[Opening SOURCE TEXT section]

At stake is a Chinese drug called artemisinin, the world's most powerful
weapon against malaria, a disease that kills more than a million people
a year, most of them children in sub-Saharan Africa. The drug is most
effective when used with other treatments in what are called
artemisinin-based combination therapies (ACTs).

But doctors say taking ACTs incorrectly or in doses that include fake
pills is one of the easiest ways of allowing the mosquito-borne parasite
which causes malaria to build up immunity.

Such behaviour appears to be commonplace, Thai health officials say, in
Myanmar, where health spending is only a few dollars a year for each of
the country's 53 million people.

Decades of civil war against ethnic militias in eastern Myanmar have
worsened the situation; A study by the Thailand-based Backpack Health
Worker Team showed the region's 500,000 internal refugees have malaria
infection rates as high as 12 percent.

"So far, the malaria parasite has started to develop resistance to all
drugs apart from those in the artemisinin family," said Francois Nosten,
a French malaria expert in the northwestern Thai border town of Mae Sot.

"If this starts to happen, there is cause for real concern."

One drug-resistant strain born in southeast Asia has already made it to
Africa, Nosten said. If an artemisinin-resistant variety reached the
continent, the effects would be devastating.

"If we find evidence that it has changed to become resistant to
artemisinin, we would have to contain it here -- but how you would do
that, I just don't know," said Nosten, director of the Shoklo Malaria
Research Unit, a field station attached to Bangkok's Mahidol University.

TB MAKES COMEBACK

While Nosten said there were no signs yet of malaria becoming immune to
ACTs in the jungle-clad border region, the same cannot be said of
tuberculosis, a disease that -- as with malaria -- had been on the
retreat in Thailand.

Mae Sot general hospital, a sprawling complex overflowing with Burmese
and Thai patients, has admitted 105 Thai and 38 Myanmar TB patients so
far this year compared to 102 and 79 in the whole of 2006.

More worrying still, five cases were "multi-drug resistant", meaning
patients have to undergo an expensive and arduous two-year course of
pills and injections. Even then, there is only a 50 percent chance of
survival.

Aid agency Medecins Sans Frontieres (MSF) (Doctors Without Borders),
which is treating 15 "multi-drug resistant" Myanmar patients in a
refugee camp in Thailand, is acutely aware of the problems of treating
TB patients in fluid populations.

Treatment normally lasts six months, but many patients feel better after
half way through and so stop taking the pills.

"There needs to be a huge push in TB education, in telling people the
extreme importance of taking the treatment properly and not stopping as
soon as you start to feel better," MSF Mae Sot's field coordinator
Andres Romero said. "But with migrants, how do you follow up to ensure
they have not become a defaulter? They've no mobile, no landline, no
address."

[Closing SOURCE TEXT section]
[Opening DATA BELOW section]

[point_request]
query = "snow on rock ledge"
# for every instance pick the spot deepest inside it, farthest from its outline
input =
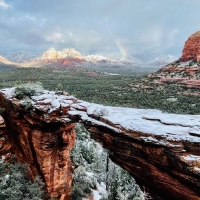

[Closing DATA BELOW section]

# ACTIONS TO TAKE
• a. Write out the passage of the malaria article between "One drug-resistant strain" and "Bangkok's Mahidol University.", inclusive.
• b. List every count of tuberculosis patients or cases that the malaria article gives, along with what each count refers to.

# RESULTS OF THE EXERCISE
• a.
One drug-resistant strain born in southeast Asia has already made it to
Africa, Nosten said. If an artemisinin-resistant variety reached the
continent, the effects would be devastating.

"If we find evidence that it has changed to become resistant to
artemisinin, we would have to contain it here -- but how you would do
that, I just don't know," said Nosten, director of the Shoklo Malaria
Research Unit, a field station attached to Bangkok's Mahidol University.

• b.
- 105: Thai TB patients admitted to Mae Sot general hospital so far this year
- 38: Myanmar TB patients admitted to Mae Sot general hospital so far this year
- 102: Thai TB patients admitted in the whole of 2006
- 79: Myanmar TB patients admitted in the whole of 2006
- 5: cases that were "multi-drug resistant"
- 15: "multi-drug resistant" Myanmar patients being treated by Medecins Sans Frontieres in a refugee camp in Thailand